──────── Raw data
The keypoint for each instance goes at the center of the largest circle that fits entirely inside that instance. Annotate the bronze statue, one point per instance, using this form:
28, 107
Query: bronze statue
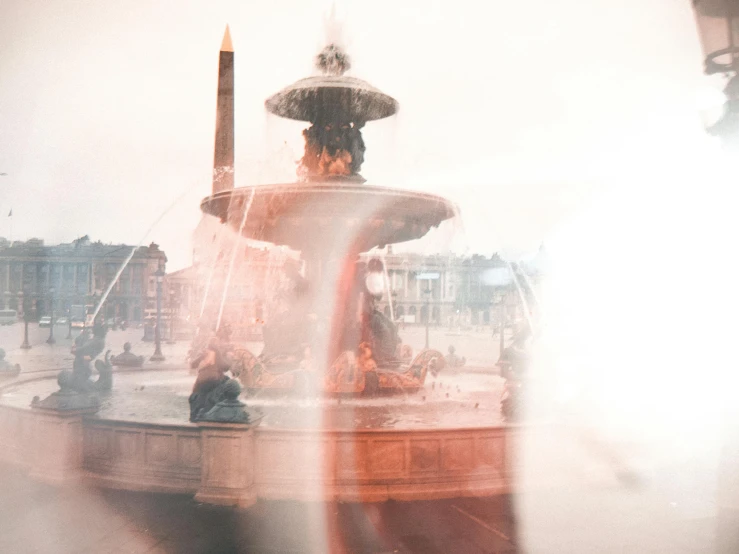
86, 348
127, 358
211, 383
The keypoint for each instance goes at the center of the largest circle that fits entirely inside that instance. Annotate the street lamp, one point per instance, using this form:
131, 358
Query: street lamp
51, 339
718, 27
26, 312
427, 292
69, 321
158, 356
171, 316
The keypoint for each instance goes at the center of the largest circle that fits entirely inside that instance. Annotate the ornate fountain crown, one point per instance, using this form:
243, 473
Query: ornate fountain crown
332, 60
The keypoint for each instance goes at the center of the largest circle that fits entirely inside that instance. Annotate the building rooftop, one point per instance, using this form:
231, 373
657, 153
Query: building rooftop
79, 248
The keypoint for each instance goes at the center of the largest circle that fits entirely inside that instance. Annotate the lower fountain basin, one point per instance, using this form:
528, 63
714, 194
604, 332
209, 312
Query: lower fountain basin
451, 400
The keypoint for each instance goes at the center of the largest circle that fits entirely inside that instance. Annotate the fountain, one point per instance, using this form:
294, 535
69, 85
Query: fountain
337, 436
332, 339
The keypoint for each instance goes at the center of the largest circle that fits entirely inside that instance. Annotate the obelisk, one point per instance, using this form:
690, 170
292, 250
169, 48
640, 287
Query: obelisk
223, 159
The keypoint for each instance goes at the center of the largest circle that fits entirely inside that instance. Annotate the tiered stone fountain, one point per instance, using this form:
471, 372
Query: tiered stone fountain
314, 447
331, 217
────────────────
**Request:**
Can you reproduce all of the lines above word for word, leaving the pictures out?

**The output:**
The keypoint for each instance goes at the center of the largest circle that fits entirely inside that instance. Annotate the bronze statue, one point per instance, using this form:
28, 107
Query: bronze statue
86, 348
127, 358
211, 383
The keypoint for each instance goes at the center of the largest circle that fits entirely inside that instance. Annotate the street lamp, one point per instance, using this form:
131, 358
Query: street lamp
51, 339
718, 27
26, 312
427, 292
69, 321
158, 356
171, 316
The keypoint for each instance goes at the center of the largest circle that fits entirely inside that instance. Annotate the ornate fountain crown, one point per instance, using this form:
243, 473
Query: ornate fountain crown
332, 60
The keypoint for each instance goes at the center of the largest circle that fits entirely inside that instance. Annotate the building rooftop, one point per instance, using this form:
231, 373
657, 153
Query: building rooftop
79, 248
The keypoint for each instance goes at the center of the largest circle that fits entirely inside that instance. Annotate the lower fountain basin, one point per instance, using this form:
528, 63
714, 194
604, 332
209, 312
Query: lower fountain basin
451, 400
The keypoint for each instance goes at the center of the largest circle that fits entirely inside that instance. Annotate the fountain, one point per instance, using this form:
294, 535
69, 85
Query: fountain
337, 436
332, 339
The keypoint for each instance goes at the center of the largest circle that fits entirely inside that instance. Annotate the obelisk, one point per instance, using this form:
690, 170
292, 250
169, 48
640, 287
Query: obelisk
223, 159
The keypoint for each instance goes at the center of the largest circle that fits entirely inside that instance. Annotate the tiered stone fountain, one point per instance, using this form:
471, 372
Query: tiered stone fountain
314, 447
331, 217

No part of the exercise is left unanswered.